Image-backed grounding data
((

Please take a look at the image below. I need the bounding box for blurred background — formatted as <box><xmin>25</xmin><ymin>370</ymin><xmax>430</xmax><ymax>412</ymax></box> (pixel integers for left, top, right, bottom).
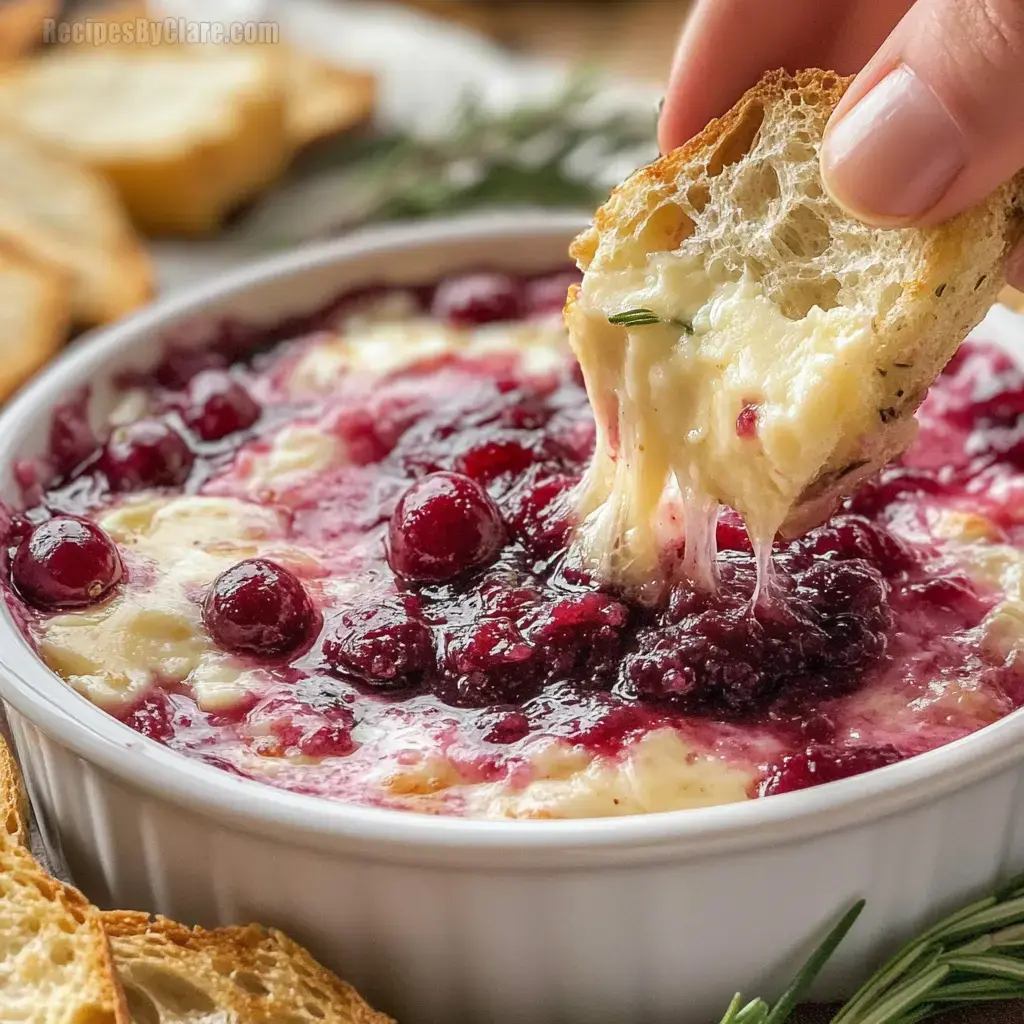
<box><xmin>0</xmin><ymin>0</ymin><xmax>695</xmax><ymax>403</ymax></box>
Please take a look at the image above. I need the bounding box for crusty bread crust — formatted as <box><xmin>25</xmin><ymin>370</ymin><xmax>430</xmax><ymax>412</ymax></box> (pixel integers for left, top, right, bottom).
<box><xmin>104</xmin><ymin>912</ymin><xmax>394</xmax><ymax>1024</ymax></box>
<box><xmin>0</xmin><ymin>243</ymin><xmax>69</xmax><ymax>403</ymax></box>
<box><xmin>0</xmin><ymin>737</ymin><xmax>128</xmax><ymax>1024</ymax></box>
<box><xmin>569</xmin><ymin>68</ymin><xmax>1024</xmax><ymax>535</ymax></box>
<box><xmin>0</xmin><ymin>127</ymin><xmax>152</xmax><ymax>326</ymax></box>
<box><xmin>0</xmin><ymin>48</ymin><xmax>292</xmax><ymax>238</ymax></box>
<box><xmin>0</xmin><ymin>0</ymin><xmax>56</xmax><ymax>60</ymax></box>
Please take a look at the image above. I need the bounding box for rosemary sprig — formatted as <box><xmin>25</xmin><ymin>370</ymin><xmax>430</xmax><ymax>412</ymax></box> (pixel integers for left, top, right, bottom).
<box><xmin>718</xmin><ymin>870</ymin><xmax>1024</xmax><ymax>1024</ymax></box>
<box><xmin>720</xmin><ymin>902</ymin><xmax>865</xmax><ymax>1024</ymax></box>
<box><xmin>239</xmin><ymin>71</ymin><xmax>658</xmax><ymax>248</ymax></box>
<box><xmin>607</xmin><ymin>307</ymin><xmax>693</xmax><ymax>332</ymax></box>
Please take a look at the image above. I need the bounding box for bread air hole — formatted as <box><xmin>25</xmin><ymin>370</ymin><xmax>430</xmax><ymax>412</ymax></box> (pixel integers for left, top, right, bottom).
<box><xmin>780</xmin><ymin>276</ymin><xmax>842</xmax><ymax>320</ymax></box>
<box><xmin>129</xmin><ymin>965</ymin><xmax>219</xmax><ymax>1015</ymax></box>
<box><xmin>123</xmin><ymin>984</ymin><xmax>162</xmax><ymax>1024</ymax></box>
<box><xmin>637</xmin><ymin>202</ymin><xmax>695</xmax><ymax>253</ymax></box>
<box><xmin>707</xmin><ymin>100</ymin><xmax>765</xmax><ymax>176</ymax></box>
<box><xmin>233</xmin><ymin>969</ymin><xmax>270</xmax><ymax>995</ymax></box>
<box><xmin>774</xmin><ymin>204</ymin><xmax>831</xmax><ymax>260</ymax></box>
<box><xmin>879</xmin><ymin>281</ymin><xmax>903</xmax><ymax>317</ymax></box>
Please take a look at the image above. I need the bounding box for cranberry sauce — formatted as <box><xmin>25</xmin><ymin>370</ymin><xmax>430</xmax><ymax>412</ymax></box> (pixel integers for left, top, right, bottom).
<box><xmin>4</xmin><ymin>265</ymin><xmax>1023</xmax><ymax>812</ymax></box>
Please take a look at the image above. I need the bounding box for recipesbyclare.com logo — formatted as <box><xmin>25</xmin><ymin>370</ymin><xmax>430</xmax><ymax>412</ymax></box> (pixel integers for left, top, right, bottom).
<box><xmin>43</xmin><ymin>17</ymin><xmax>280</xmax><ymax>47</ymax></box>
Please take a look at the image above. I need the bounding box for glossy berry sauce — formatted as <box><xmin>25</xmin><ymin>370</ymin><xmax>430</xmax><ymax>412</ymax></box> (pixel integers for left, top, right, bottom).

))

EXERCISE OBJECTIVE
What is needed here is an exact copy of all the entries, without the pictures.

SOLVED EXERCISE
Please take a look at the image below. I need the bounding box for blurred background — formatted as <box><xmin>25</xmin><ymin>370</ymin><xmax>430</xmax><ymax>412</ymax></box> (pixel integers for left, top, right, bottom).
<box><xmin>0</xmin><ymin>0</ymin><xmax>695</xmax><ymax>403</ymax></box>
Please take a look at the image above. I need the bounding box for crusty bread crust — formatted as <box><xmin>25</xmin><ymin>370</ymin><xmax>430</xmax><ymax>412</ymax></box> (pixel integers for left, top, right, bottom).
<box><xmin>104</xmin><ymin>912</ymin><xmax>394</xmax><ymax>1024</ymax></box>
<box><xmin>0</xmin><ymin>243</ymin><xmax>69</xmax><ymax>403</ymax></box>
<box><xmin>0</xmin><ymin>737</ymin><xmax>128</xmax><ymax>1024</ymax></box>
<box><xmin>569</xmin><ymin>68</ymin><xmax>1024</xmax><ymax>535</ymax></box>
<box><xmin>0</xmin><ymin>127</ymin><xmax>152</xmax><ymax>326</ymax></box>
<box><xmin>0</xmin><ymin>48</ymin><xmax>292</xmax><ymax>238</ymax></box>
<box><xmin>0</xmin><ymin>0</ymin><xmax>56</xmax><ymax>60</ymax></box>
Please take a look at the image above. I need the bounding box for rosemary sprig — formatted as <box><xmin>25</xmin><ymin>370</ymin><xmax>430</xmax><ymax>412</ymax></box> (pixel integers for left, top, right, bottom).
<box><xmin>718</xmin><ymin>870</ymin><xmax>1024</xmax><ymax>1024</ymax></box>
<box><xmin>720</xmin><ymin>902</ymin><xmax>865</xmax><ymax>1024</ymax></box>
<box><xmin>239</xmin><ymin>71</ymin><xmax>658</xmax><ymax>248</ymax></box>
<box><xmin>607</xmin><ymin>307</ymin><xmax>693</xmax><ymax>332</ymax></box>
Please take a look at the image above. I need the bounding box for bread air hole — formatted as <box><xmin>25</xmin><ymin>370</ymin><xmax>430</xmax><ymax>412</ymax></box> (pixel integers for left, top, right, bottom).
<box><xmin>780</xmin><ymin>276</ymin><xmax>842</xmax><ymax>320</ymax></box>
<box><xmin>129</xmin><ymin>965</ymin><xmax>219</xmax><ymax>1015</ymax></box>
<box><xmin>123</xmin><ymin>984</ymin><xmax>162</xmax><ymax>1024</ymax></box>
<box><xmin>637</xmin><ymin>202</ymin><xmax>695</xmax><ymax>253</ymax></box>
<box><xmin>707</xmin><ymin>100</ymin><xmax>765</xmax><ymax>176</ymax></box>
<box><xmin>233</xmin><ymin>969</ymin><xmax>270</xmax><ymax>995</ymax></box>
<box><xmin>774</xmin><ymin>204</ymin><xmax>831</xmax><ymax>260</ymax></box>
<box><xmin>879</xmin><ymin>281</ymin><xmax>903</xmax><ymax>317</ymax></box>
Please take a look at the image above. I need the bounding box for cranberry sauce — formatted as <box><xmin>25</xmin><ymin>370</ymin><xmax>430</xmax><ymax>412</ymax></box> (pixel integers for left, top, right, bottom).
<box><xmin>4</xmin><ymin>265</ymin><xmax>1023</xmax><ymax>812</ymax></box>
Please take a look at the image above. I need the bounding box for recipesbyclare.com logo — formatted as <box><xmin>25</xmin><ymin>370</ymin><xmax>430</xmax><ymax>412</ymax></box> (pixel integers for left, top, right, bottom).
<box><xmin>43</xmin><ymin>17</ymin><xmax>280</xmax><ymax>47</ymax></box>
Please take a look at the image above. I need the bounding box for glossy berry sauce — formatted as <box><xmin>25</xmin><ymin>370</ymin><xmax>430</xmax><ymax>412</ymax></box> (pixel integers for left, top, right, bottom).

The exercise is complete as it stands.